* [APPLY WHAT YOU READ]
a) Answer these questions from the article on multiple sclerosis genes, marking each answer with the same numeral as its question:
(i) About how many people in the UK suffer from the disease?
(ii) Which gene tries to prevent the damage caused by DR2b?
(iii) Who led the work on the study?
b) Go on with the article on multiple sclerosis genes, starting right after its final sentence.

* [TEXT PROVIDED]
========================================
Multiple sclerosis symptoms can be affected by a pair of "angel and devil" genes that fight to make a patient healthy or ill, Oxford University researchers have found.
The discovery could help scientists find new ways of tackling the potentially-devastating disease suffered by about 85,000 people in the UK. And it has has been welcomed by the Multiple Sclerosis Society as a step towards new treatments for the condition.
One of the genes thought to be responsible for MS is called DR2b.
Scientists have learned that it is the "evil twin" of a pair of DR2 genes. While DR2b works to increase the rogue immune response that causes symptoms of MS, its partner gene DR2a tries to prevent the damage.
Thanks to DR2a, MS symptoms, which can range from numbness to paralysis, are dampened.
Researchers believe this could be why some patients are worse affected by the disease than others. Prof Lars Fugger, of the Medical Research Council's human immunology unit at Oxford University, led the work on the study.
He said: "Multiple sclerosis is caused by the immune system attacking the body.
"The DR2b gene clearly tells the immune system to go hard into battle against the body's own tissue, so it starts to work in a way that actually damages the person.
========================================
* [Stored data]
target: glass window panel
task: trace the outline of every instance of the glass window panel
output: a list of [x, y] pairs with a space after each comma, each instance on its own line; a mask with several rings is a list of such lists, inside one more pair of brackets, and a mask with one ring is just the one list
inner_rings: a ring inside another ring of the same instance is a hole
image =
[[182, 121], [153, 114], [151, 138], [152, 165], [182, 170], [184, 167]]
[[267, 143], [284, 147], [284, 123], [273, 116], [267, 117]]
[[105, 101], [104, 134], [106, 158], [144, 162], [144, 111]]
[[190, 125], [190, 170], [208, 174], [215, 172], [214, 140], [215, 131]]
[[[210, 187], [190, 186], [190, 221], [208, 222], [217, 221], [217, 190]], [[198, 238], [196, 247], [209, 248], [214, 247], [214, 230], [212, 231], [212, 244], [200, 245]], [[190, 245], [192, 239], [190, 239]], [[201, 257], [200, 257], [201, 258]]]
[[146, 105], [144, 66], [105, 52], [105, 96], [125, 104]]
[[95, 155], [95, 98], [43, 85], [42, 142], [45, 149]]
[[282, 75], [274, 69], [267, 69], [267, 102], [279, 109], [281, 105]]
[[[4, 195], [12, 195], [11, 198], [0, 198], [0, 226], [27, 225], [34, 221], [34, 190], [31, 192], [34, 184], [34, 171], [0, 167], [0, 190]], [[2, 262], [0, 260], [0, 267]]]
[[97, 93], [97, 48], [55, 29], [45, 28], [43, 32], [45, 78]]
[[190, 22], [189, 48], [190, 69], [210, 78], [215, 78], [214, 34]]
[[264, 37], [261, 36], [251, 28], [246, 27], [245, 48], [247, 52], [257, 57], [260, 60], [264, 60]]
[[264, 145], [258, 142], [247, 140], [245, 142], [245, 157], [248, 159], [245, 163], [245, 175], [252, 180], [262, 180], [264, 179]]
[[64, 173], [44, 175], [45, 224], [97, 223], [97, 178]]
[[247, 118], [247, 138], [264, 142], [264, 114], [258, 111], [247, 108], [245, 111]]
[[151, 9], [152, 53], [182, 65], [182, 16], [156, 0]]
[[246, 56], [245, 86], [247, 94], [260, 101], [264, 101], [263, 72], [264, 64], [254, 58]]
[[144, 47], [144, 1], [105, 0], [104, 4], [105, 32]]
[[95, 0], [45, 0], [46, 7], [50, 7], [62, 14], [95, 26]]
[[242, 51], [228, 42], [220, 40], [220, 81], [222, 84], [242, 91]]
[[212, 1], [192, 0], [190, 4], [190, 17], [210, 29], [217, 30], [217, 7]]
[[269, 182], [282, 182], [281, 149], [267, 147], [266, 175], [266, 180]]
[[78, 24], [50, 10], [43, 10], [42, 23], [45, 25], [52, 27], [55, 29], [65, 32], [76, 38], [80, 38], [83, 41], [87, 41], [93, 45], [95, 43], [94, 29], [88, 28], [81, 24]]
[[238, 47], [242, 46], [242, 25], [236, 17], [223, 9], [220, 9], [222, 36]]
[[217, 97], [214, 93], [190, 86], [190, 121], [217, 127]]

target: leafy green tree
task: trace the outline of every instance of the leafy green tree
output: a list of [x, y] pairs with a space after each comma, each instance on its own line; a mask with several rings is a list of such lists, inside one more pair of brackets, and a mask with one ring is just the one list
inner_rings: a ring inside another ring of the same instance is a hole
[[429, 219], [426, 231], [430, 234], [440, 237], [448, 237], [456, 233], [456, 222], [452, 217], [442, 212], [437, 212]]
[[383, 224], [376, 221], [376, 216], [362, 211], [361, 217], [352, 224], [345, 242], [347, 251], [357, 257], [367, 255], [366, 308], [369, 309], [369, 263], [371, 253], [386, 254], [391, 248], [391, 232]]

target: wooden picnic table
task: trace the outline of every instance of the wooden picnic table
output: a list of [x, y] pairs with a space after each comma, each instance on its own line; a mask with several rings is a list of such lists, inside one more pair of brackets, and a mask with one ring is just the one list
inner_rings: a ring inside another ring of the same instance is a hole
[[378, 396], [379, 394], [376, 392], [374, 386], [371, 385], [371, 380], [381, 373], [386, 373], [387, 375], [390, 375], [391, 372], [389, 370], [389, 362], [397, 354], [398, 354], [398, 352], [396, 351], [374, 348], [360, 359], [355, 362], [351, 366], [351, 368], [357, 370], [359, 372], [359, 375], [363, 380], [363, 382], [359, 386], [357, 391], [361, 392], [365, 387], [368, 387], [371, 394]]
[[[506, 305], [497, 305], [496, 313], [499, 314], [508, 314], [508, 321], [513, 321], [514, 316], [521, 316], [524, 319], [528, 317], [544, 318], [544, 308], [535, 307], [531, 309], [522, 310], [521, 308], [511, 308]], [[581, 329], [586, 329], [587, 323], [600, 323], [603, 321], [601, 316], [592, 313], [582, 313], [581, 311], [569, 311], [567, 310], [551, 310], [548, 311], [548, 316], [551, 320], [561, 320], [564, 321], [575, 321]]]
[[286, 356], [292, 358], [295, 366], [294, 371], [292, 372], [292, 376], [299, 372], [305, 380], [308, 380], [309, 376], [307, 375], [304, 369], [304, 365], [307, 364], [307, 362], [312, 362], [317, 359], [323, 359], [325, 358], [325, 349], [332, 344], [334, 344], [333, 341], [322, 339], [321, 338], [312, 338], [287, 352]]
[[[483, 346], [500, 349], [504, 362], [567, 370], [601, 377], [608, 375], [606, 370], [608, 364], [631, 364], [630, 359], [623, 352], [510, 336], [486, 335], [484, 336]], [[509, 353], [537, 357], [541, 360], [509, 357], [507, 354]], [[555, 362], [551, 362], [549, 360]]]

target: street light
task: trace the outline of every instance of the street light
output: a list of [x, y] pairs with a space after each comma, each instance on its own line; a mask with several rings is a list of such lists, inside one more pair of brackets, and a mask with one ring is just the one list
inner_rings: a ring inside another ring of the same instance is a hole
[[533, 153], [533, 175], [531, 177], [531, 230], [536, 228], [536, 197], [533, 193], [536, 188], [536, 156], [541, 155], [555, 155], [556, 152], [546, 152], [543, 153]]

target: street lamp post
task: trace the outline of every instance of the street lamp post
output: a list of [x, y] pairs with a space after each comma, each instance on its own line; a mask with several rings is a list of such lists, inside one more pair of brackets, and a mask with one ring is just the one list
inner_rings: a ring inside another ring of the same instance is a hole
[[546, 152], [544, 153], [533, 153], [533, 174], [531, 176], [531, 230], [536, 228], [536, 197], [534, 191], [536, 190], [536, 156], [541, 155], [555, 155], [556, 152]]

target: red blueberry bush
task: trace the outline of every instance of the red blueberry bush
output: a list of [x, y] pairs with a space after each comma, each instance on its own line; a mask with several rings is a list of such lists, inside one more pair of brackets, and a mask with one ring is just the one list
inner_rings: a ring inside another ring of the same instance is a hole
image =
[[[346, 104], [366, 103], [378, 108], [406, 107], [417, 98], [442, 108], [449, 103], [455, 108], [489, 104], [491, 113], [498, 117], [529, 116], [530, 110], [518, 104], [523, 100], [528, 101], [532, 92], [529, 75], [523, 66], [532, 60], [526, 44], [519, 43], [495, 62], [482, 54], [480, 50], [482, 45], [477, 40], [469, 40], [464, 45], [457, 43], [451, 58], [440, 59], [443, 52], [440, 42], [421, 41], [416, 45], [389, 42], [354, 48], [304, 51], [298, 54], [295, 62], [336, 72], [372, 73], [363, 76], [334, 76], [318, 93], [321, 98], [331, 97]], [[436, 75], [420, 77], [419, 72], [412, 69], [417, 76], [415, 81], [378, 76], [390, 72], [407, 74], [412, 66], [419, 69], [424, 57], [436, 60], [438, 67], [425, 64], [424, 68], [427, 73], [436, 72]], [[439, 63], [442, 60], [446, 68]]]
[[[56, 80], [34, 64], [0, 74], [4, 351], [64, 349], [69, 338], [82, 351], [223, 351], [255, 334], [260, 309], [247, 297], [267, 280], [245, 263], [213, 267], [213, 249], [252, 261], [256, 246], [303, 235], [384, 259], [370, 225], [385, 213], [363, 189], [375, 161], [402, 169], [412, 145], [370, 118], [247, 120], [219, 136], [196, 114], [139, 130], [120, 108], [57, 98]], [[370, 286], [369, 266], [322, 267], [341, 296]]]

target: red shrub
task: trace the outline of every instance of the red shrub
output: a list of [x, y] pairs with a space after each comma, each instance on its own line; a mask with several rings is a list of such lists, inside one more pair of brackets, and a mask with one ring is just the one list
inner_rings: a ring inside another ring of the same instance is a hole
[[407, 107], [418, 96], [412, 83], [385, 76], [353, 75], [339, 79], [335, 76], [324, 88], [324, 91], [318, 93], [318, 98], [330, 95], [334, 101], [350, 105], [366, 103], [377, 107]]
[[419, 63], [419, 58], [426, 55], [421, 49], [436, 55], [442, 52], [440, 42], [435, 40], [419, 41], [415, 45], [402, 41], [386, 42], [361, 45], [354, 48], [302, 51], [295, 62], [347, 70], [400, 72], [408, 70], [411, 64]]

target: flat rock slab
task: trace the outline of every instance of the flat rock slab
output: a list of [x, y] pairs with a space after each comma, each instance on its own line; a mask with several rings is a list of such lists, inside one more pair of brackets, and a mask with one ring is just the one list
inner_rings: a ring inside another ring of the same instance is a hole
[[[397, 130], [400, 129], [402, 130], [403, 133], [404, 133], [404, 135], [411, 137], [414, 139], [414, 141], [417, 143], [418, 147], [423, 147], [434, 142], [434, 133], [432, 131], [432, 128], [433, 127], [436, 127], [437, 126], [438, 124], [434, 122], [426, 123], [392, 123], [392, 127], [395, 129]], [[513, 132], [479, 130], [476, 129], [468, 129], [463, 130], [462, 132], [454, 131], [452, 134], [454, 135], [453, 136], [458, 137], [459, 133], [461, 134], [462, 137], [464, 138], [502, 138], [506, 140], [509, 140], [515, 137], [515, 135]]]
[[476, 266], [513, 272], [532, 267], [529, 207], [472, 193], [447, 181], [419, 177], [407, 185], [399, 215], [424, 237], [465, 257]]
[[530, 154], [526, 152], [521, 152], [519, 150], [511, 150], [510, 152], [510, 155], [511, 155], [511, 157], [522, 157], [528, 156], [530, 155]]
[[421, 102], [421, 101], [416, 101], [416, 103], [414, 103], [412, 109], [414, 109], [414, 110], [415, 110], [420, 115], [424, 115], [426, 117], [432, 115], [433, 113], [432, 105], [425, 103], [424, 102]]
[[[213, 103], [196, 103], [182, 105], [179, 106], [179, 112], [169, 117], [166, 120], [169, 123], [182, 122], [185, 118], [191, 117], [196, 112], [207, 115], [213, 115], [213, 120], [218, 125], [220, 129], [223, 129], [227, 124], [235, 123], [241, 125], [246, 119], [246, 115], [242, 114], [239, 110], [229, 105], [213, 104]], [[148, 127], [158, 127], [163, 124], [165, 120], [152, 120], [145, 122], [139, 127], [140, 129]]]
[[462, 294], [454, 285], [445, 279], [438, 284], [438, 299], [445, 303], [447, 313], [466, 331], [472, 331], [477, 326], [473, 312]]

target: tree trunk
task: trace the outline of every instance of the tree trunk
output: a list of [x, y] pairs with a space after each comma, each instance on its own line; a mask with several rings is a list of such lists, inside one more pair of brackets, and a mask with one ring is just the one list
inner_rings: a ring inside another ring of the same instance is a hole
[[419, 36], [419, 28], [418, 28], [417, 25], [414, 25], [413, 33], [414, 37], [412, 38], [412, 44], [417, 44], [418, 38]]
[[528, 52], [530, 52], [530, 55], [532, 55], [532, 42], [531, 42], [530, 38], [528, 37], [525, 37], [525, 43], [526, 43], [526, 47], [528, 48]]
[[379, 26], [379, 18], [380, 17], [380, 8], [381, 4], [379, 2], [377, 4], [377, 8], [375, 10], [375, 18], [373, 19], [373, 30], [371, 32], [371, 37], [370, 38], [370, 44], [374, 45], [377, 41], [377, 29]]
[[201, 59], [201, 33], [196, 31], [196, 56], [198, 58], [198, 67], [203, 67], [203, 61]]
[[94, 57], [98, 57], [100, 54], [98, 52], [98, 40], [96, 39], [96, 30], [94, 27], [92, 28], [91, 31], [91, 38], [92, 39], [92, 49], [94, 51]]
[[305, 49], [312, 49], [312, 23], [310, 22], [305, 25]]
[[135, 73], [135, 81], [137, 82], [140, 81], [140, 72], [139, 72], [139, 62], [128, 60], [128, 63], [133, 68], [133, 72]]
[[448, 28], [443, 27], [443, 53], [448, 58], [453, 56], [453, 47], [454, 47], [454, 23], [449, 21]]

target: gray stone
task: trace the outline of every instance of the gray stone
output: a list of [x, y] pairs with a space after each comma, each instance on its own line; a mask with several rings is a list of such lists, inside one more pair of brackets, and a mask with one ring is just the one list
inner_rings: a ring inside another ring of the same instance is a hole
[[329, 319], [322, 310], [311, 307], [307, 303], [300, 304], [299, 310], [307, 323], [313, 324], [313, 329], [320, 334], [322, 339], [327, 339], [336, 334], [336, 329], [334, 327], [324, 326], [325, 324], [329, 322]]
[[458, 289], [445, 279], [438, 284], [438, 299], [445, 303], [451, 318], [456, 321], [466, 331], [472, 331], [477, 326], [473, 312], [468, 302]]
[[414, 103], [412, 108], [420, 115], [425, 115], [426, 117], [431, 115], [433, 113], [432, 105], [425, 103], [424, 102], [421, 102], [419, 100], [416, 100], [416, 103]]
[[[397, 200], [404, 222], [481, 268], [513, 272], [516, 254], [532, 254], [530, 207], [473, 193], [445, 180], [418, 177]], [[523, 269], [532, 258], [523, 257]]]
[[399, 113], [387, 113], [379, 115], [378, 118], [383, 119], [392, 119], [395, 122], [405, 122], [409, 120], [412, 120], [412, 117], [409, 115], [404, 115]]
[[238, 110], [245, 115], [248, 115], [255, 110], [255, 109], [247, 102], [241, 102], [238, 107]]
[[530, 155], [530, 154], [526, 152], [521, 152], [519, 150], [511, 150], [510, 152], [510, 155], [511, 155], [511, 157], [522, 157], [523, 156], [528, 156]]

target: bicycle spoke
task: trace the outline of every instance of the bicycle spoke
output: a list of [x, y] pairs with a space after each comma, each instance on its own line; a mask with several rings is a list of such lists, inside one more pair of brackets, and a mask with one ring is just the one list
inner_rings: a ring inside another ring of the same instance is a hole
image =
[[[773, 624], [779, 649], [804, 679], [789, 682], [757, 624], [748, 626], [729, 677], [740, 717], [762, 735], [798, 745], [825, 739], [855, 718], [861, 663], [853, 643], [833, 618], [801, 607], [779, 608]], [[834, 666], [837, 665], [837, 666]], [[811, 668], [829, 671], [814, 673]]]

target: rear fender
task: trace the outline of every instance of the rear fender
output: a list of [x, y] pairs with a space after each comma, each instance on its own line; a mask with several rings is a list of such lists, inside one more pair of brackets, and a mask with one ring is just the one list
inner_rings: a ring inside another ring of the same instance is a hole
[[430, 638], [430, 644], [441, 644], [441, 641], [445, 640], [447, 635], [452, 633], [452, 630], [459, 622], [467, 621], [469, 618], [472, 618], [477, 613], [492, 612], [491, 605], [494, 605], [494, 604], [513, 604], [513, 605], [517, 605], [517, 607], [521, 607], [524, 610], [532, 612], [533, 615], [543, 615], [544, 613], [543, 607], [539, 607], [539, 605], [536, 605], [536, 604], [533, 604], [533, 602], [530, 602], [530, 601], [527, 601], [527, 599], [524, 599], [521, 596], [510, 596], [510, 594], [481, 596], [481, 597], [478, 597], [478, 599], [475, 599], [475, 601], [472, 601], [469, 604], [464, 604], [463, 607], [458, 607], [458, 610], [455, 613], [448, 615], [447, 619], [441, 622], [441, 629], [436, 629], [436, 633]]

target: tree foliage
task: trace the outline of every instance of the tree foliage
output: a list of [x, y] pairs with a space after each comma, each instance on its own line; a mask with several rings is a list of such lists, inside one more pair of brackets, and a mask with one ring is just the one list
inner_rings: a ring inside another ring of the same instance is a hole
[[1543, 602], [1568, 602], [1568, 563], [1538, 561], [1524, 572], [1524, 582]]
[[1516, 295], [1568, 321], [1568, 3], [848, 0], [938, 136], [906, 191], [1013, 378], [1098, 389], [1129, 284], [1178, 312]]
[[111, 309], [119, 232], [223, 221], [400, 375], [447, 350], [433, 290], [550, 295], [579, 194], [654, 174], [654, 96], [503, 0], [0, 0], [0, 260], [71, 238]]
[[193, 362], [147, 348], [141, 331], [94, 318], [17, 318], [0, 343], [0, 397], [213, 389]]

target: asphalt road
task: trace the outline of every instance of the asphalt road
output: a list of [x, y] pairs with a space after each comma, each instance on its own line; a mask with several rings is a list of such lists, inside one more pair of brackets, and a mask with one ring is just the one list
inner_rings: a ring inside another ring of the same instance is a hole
========================================
* [EXPECTED RESULTS]
a)
(i) About 85,000
(ii) DR2a
(iii) Prof Lars Fugger, of the Medical Research Council's human immunology unit at Oxford University

b)
"For this reason, natural selection has eliminated the gene on its own, but allowed it to be inherited only when it is accompanied by another gene (DR2a) which tempers its effect."
MS is a lifelong condition with a wide variety of symptoms, including pain, muscle problems, impaired mental function, and poor vision. In severe cases it can lead to disabling loss of limb movement.
Prof Fugger's team bred mice with different combinations of DR2 genes in order to investigate their effects on the body.
Mice engineered to carry only DR2b had a severe form of the disease which is only seen in a minority of human patients.
Those with both genes were less likely to develop MS in the first place or had a less severe form of the disease.
In some cases, mice which were carrying the "good" gene spontaneously recovered.
Beverley Hughes, 46, from Witney, the welfare officer of the MS Society's Oxford and District branch, said: "Whenever new research comes out, we always hope it encourage money to support MS charities and to help fund research into multiple sclerosis."
Simon Gillespie, chief executive of the MS Society, said: "We share the researchers' hope that it could eventually play a part in helping to treat this very variable and unpredictable condition."